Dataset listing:
^^^^^^^^^^^^^^^^
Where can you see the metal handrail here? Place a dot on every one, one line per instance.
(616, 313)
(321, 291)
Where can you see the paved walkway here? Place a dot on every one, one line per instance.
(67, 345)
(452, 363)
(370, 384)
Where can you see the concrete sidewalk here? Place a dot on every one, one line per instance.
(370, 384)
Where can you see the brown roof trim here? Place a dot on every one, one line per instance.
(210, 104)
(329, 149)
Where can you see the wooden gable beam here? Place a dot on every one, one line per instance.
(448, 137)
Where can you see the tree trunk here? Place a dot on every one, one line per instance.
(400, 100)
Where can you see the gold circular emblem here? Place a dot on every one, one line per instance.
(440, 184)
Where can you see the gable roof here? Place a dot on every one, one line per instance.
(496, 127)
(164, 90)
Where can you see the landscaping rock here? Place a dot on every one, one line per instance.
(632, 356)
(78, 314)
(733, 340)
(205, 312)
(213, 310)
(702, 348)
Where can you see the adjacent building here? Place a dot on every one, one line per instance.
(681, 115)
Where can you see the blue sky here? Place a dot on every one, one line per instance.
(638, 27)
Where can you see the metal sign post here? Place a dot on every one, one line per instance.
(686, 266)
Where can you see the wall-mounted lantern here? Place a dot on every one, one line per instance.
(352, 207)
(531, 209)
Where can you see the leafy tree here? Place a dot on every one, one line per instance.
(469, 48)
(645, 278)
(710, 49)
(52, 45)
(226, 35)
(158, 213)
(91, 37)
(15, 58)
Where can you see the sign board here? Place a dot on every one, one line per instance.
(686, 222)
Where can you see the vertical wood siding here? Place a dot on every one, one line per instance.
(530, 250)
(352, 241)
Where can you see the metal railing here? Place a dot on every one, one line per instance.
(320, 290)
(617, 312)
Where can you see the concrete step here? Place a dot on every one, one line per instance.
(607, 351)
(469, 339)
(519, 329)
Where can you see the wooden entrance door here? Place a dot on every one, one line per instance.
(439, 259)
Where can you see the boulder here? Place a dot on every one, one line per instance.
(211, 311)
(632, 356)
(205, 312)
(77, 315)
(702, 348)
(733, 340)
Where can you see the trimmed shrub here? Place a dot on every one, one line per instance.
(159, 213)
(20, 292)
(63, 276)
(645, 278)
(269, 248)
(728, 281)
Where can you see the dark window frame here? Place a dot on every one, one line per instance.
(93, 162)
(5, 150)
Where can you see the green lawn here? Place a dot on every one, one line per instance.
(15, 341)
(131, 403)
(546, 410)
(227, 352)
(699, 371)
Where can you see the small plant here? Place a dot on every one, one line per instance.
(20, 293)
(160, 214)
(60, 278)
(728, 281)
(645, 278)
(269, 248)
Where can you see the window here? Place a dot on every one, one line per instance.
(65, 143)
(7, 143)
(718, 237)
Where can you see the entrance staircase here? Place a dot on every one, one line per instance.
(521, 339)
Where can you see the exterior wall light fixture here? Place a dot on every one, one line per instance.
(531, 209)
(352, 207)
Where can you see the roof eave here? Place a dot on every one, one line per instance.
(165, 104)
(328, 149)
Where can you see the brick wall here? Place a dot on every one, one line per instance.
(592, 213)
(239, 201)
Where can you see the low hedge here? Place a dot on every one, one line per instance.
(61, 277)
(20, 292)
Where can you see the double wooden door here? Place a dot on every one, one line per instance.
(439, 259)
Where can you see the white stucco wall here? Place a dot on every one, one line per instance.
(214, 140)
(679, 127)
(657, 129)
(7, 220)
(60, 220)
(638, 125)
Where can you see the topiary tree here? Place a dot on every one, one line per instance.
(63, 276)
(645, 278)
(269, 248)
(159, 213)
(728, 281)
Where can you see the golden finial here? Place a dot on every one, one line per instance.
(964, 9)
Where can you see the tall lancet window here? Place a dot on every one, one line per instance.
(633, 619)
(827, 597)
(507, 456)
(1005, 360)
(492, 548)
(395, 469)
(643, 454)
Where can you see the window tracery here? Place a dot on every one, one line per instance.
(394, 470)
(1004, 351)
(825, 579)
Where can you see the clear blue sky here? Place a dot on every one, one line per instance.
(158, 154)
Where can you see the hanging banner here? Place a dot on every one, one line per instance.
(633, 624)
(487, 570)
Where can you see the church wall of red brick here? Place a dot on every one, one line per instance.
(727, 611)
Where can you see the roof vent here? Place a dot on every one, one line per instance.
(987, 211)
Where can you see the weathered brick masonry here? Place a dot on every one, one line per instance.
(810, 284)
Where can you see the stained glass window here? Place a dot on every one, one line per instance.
^^^^^^^^^^^^^^^^
■ WHAT IS BEING ASKED
Rewrite the listing from the line containing "Where can you see the church" through the final line of the listing, both included, keeping every request line unchanged. Scale each point coordinate in the answers by 1.25 and round it to a whole number, with halves rounded up.

■ ANSWER TO THIS EXERCISE
Where can you see the church wall of red brick here? Place a dot on every one, one line per instance.
(909, 764)
Where can you see the roof vent here? Place a dot on every one, one line per instance.
(1234, 264)
Where can you see the weathered brick masonry here? Place a dot on every one, one line per instance.
(1013, 355)
Where can you see the stained glass window here? Place a dot on every one, one line per instance.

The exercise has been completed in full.